Dataset entries

^^^^

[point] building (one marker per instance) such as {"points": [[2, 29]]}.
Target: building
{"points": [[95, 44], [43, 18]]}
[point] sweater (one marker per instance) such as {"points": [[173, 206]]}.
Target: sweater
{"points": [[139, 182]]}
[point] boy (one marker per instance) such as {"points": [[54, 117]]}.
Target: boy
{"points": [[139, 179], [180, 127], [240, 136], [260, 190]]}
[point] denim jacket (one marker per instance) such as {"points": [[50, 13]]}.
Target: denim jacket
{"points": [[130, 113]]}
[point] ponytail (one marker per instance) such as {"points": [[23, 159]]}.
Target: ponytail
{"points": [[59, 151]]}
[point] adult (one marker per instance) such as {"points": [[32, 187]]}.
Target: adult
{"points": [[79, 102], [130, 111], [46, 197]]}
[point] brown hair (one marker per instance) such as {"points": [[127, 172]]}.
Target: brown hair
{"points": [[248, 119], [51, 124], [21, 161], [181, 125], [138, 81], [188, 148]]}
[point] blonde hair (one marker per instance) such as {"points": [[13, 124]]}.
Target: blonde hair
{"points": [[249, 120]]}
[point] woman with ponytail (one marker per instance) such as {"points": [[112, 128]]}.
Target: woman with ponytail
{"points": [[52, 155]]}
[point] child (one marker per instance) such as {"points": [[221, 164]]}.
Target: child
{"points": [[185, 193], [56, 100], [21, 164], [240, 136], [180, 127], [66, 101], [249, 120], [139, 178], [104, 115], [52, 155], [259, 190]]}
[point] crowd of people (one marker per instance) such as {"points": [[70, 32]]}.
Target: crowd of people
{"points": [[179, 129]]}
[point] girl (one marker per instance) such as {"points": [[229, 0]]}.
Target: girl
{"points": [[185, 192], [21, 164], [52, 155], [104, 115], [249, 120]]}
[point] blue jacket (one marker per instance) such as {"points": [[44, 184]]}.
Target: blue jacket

^^^^

__WORK INSTRUCTION__: Nothing but a number should be given: the number of lines in the records that contain the word "blue".

__ANSWER AREA__: 2